◆ Task
Write out each record below, word for word.

Data excerpts:
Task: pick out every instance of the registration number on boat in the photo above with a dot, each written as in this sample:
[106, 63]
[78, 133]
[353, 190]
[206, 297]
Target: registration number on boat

◆ Solution
Task: pick out every instance of the registration number on boat in the photo above with a dot, each written as in this sample:
[106, 63]
[78, 133]
[353, 190]
[206, 297]
Target: registration number on boat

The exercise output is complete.